> [Task goal]: Each line of the records below that contains "rough" needs to be copied.

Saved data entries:

__________

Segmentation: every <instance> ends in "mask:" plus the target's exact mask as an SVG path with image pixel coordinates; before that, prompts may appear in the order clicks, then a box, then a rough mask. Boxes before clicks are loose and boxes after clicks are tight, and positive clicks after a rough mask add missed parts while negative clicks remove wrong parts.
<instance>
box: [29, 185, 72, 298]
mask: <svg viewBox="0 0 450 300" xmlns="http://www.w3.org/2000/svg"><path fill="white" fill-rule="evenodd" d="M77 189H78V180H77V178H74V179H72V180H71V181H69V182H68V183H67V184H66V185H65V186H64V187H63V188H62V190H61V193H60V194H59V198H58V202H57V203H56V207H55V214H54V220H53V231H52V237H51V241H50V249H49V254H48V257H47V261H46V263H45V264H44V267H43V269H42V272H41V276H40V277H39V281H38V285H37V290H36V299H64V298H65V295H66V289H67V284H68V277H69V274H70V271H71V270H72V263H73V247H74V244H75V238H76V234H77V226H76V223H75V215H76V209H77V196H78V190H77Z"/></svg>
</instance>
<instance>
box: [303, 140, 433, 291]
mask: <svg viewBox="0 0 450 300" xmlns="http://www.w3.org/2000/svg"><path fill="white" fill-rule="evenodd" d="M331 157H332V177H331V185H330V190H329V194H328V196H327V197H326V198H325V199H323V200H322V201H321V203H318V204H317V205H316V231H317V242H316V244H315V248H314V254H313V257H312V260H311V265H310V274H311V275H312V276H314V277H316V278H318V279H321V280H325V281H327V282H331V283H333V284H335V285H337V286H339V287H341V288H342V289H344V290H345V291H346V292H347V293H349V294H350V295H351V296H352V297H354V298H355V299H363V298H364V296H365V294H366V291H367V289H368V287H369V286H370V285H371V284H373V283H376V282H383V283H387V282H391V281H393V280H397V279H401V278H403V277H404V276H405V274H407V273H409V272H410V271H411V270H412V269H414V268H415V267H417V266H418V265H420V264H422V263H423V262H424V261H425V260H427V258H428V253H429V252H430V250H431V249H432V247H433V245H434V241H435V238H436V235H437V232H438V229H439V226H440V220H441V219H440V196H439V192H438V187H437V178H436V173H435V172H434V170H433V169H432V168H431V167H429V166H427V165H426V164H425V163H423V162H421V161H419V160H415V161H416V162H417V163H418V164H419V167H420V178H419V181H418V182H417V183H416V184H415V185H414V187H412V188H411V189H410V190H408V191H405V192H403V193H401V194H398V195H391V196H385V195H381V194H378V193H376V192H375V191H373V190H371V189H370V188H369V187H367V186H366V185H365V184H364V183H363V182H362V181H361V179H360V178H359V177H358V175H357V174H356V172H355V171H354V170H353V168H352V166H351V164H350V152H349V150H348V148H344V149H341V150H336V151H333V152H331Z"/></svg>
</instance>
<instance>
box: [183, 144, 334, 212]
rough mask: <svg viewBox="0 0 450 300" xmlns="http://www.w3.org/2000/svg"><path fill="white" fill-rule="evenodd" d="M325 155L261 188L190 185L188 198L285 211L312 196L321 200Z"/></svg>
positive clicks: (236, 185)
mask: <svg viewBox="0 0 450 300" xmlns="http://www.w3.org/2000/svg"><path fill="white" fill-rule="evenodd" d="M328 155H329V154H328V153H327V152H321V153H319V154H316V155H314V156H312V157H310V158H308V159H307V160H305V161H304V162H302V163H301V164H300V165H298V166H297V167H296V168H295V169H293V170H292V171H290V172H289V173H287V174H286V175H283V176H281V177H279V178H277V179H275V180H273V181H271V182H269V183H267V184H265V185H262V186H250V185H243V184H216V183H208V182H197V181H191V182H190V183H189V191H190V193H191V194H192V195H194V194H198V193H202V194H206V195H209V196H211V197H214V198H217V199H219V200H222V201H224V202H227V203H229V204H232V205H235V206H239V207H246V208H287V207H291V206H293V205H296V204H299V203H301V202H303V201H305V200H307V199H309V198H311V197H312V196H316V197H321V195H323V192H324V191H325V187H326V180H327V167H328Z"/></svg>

__________

> [Task solution]:
Segmentation: every <instance> ends in "mask:" plus the target's exact mask as an SVG path with image pixel coordinates; before that, prompts may appear in the order clicks, then a box, then a rough mask. Boxes before clicks are loose and boxes after clicks are tight, and positive clicks after a rough mask add missed parts while negative clicks remove wrong parts.
rough mask: <svg viewBox="0 0 450 300" xmlns="http://www.w3.org/2000/svg"><path fill="white" fill-rule="evenodd" d="M325 155L261 188L190 185L188 198L285 211L312 196L321 200Z"/></svg>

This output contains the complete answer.